Restate the listing below word for word, omitting any images.

>>>>

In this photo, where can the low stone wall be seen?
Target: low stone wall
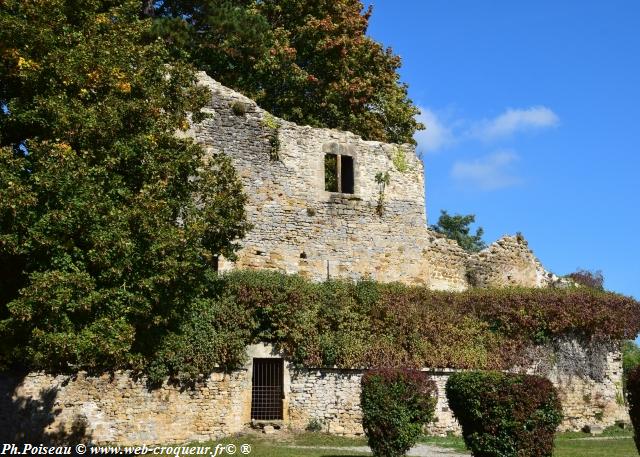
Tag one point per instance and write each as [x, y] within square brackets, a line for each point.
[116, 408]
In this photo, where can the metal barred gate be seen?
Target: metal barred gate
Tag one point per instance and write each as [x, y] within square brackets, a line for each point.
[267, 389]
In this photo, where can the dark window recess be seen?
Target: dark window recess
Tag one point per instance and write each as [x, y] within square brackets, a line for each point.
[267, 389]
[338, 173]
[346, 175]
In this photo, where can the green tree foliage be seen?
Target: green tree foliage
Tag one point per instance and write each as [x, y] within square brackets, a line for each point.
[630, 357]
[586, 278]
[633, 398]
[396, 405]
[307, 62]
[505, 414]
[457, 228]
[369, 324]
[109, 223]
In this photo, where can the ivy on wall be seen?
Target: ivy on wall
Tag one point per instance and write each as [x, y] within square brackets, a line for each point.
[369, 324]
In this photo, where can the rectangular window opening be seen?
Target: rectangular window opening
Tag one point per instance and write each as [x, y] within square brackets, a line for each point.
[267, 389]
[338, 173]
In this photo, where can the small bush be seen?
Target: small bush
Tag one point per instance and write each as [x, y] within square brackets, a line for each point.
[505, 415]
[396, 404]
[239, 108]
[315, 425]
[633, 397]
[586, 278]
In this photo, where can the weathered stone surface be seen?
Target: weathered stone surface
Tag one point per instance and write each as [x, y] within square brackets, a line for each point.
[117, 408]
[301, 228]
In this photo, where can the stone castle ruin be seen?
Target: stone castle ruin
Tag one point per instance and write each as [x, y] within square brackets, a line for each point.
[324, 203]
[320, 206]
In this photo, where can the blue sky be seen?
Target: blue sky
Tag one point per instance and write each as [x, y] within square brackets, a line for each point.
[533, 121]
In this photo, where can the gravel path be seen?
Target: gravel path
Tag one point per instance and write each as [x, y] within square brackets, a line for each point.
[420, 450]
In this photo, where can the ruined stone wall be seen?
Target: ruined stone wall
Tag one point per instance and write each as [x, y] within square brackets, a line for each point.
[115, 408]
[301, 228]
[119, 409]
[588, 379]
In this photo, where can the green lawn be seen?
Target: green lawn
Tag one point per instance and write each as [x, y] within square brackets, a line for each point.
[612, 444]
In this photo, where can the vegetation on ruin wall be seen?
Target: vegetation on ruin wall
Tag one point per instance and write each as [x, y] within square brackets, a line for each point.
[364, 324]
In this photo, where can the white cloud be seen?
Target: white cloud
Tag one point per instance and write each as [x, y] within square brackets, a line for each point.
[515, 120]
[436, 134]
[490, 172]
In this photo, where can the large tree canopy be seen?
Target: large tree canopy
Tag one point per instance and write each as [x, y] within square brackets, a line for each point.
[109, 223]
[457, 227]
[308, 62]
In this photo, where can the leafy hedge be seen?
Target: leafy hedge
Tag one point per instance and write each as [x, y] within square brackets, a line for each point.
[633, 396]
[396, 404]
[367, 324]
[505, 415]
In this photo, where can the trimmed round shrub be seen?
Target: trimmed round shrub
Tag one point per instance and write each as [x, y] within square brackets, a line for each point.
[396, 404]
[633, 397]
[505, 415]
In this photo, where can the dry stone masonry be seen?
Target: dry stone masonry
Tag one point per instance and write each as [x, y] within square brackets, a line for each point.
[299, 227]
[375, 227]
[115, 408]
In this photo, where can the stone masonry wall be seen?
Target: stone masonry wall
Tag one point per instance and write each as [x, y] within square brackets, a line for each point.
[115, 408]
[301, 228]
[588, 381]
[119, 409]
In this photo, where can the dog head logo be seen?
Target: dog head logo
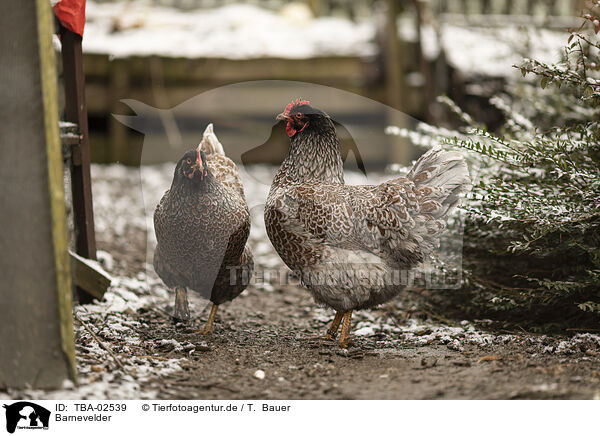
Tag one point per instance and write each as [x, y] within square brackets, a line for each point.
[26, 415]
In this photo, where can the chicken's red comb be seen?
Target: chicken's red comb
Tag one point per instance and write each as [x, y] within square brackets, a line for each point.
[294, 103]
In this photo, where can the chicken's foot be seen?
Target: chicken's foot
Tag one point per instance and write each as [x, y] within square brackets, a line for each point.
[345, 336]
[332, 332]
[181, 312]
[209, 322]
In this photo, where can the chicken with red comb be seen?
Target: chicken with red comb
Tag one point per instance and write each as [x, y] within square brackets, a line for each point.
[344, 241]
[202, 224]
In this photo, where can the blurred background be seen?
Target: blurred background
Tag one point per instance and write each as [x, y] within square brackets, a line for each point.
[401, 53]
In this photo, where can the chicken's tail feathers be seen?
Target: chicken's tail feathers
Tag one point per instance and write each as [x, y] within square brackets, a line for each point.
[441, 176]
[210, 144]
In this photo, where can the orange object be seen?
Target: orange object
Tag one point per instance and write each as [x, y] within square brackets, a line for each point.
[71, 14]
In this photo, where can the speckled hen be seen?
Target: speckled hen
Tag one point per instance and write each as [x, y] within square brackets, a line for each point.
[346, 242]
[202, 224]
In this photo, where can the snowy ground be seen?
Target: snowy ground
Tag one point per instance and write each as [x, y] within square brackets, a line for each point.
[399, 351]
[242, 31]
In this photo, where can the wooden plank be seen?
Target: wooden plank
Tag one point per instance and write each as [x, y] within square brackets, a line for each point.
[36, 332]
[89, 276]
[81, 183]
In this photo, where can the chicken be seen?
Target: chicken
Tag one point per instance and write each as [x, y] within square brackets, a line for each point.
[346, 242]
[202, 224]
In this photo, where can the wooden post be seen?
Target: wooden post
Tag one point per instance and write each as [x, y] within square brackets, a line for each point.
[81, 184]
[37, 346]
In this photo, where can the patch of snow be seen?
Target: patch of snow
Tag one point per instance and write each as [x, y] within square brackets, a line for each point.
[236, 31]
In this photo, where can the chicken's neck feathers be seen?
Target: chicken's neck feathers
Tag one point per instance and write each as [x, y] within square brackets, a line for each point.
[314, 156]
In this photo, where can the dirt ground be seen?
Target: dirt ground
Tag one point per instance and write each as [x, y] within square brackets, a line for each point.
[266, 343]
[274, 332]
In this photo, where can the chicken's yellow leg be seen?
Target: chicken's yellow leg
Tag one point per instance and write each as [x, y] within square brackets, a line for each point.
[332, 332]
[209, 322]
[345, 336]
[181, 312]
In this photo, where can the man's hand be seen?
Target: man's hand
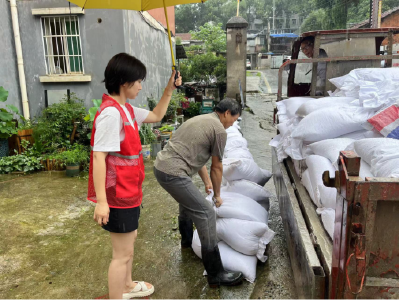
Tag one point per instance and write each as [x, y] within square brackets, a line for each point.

<<<<

SOLUTION TO THE PROBLEM
In this photo, where can the low stone wall be seen?
Target: low stone wall
Tag one point per instance and write each as [x, y] within square brackets, a line for each point.
[116, 408]
In this photo, where can the metal barred gate be seen?
Target: metal barred gate
Tag one point per instance and write each as [x, y] within square brackets, a line for each point.
[267, 389]
In this photo, where can the dark window recess be seen?
Target: dark window recess
Tag one point per instance and write each as [x, y] within square brackets, a line for each point.
[267, 389]
[338, 173]
[346, 175]
In this photo, where can the green tree foliage be seen?
Target: green tree foliage
Tag one point per instance and write each as [x, y] within square brackets, a line for each point.
[630, 357]
[586, 278]
[633, 398]
[396, 405]
[307, 62]
[505, 414]
[457, 228]
[369, 324]
[109, 223]
In this photo, where can the ivy on wall be seen?
Target: ivy on wall
Tag one point per instance and write each as [x, y] within square brackets, a line for each point.
[369, 324]
In this photo, where can the rectangular window opening be seen?
Target: rectangular window opening
Tag one point per instance and write each as [x, y] within square brackets, a line for each point.
[267, 389]
[338, 173]
In this photo, where can the small bush be seen?
Target: small bush
Tag one point per instance and write each as [x, y] within square brackets, a line for each point.
[505, 415]
[396, 404]
[239, 108]
[315, 425]
[633, 397]
[586, 278]
In this photo, where can the weathered stone surface be seen?
Target: weathered stone surface
Tag one point per instance and write each as [x, y] within square brackets, a line for each point.
[117, 408]
[301, 228]
In this photo, where can the stone castle ruin be seen?
Target: stone castle ruin
Tag one point per instance and write each as [x, y] within square brackets, a line for each point.
[324, 203]
[320, 206]
In this photo, where can the blue sky be seen?
Target: blue sky
Tag one point per instance and write each as [x, y] within square brackets, a line for each point.
[533, 121]
In this photo, where can the gravel path be seen?
Target: gravel path
Tag one point per instance and write each as [x, y] within square brackets, a line for each point.
[420, 450]
In this photo, where can the ruined stone wall be seen?
Target: ruined stone wall
Tag one point per instance and write each as [x, y] within square brackets, a line for each point.
[115, 408]
[301, 228]
[119, 409]
[588, 379]
In this photo, where can the green lawn be seen?
Target: green lawn
Tag one point per instance and write each as [x, y] within square brackets, a line for each point.
[612, 444]
In this photo, where can the vegetation on ruin wall be seen?
Target: vegetation on ruin wall
Tag one point per instance and write each as [x, y] within square brackets, a line for each point.
[364, 324]
In this photo, where can the white cloud be seen?
Target: white cloud
Tag one point per instance and write each as [x, y] within square brackets, a line for each point.
[515, 120]
[436, 134]
[490, 172]
In this photo, where can the large tree canopy be seen?
Target: large tree canopy
Tag one point per instance and write each as [x, y] within square brackets, a line for each point.
[109, 223]
[457, 227]
[308, 62]
In this photo, where can the leafy hedge be seen?
Target: leafy hedge
Tag one point per instance and write each as [x, y] within square brackets, a line for each point.
[633, 396]
[396, 404]
[367, 324]
[505, 415]
In this photo, where can the trimmed round shrub be seen?
Target: trimmed round shrub
Tag one point per instance and write each as [x, y] within square brackets, a line for each point.
[396, 404]
[633, 397]
[505, 415]
In this photo, where can the dry stone masonry be seen?
Target: dry stone masonry
Tag one point per instance and write each as [x, y] within square brackets, a line for each point.
[299, 227]
[375, 227]
[115, 408]
In this photo, where can the stone masonry wall be seen?
Target: stone masonry wall
Tag one point per instance and write each as [x, y] within square brackets, a line for each point.
[115, 408]
[301, 228]
[588, 381]
[119, 409]
In this photo, where can the dog head logo be seen?
Target: dog head logo
Tag one point per instance and write each as [x, y] within square brackets, a line for each point.
[26, 415]
In this photo, where can the chicken's red comb be seen?
Target: chicken's red comb
Tag one point per instance and write each as [x, y] within square brackets, a line for each point.
[294, 103]
In this photo, where can the chicken's foot be seen?
Target: chicken's foot
Tag one point per instance and write each as [x, y] within square brackets, a line for each point.
[345, 336]
[332, 332]
[181, 312]
[209, 322]
In this photo, where can the chicken with red comb be seen?
Target: chicken with red comb
Tag one point per instance and write each as [x, y] within square brackets, a line for each point.
[344, 241]
[202, 224]
In this photo, where can the blurred background be seen?
Target: blurred background
Tag one point per instance and write each as [x, y] within square brackets, a line for each point.
[401, 53]
In this photo, where can the chicken's tail feathers be seen?
Target: chicken's tail feathers
Tag one point per instance and write each as [x, y] within square brackets, a line for each point.
[441, 176]
[210, 144]
In this photo, where can the orange object be seen?
Target: orange object
Tag one point per instance and write each as [x, y] within square brackets, a line for each point.
[71, 14]
In this photo, where can the speckled hen be seen?
Target: speckled hen
Tag one point per instance and write each as [x, y] within square brackets, a line for each point.
[346, 242]
[202, 224]
In this photo, where can the snowy ground be seen?
Target: snowy ground
Tag one point per instance and write each as [x, y] within square brackets, a line for each point.
[399, 351]
[242, 31]
In this photo, where can the wooden plank be seen?
Target: wooden plank
Tag one point per instance and write each as [x, y] within square brackets, a line for each point.
[36, 332]
[89, 276]
[81, 183]
In this photo, where can the chicken be seen?
Target: chicken
Tag one point per instance and write each as [x, y] within square brackets, a line for each point.
[346, 242]
[202, 224]
In this photo, where can the wooden post be seen?
Target: wooden post
Tag one point per instance and write each as [x, y] within square brackets, a line for each point.
[81, 184]
[37, 346]
In this photo, where can the patch of snow be seen?
Target: patch of snow
Tag one point per instance and write each as [x, y] within square brackets, a line for each point.
[236, 31]
In this photo, where can the chicken's neck feathers be seen?
Target: chicken's neck feathers
Tag one point per instance and write each as [x, y] within square brackets, a line for each point.
[314, 156]
In this photo, where can the dirt ground be seen?
Target: dirt ground
Tag one point per instance and write each as [x, y] within square brackets, a line for each point.
[266, 343]
[274, 332]
In this photo, where can the chicken's yellow leg be seen?
Target: chicken's yellow leg
Tag one point per instance and write each as [x, y] within square brackets, a line for each point.
[332, 332]
[209, 322]
[345, 336]
[181, 312]
In this photo, where can the man's hand be seen?
Target: man's hand
Tag one point per instance and write each as [x, y] within square brackets, a line for each point.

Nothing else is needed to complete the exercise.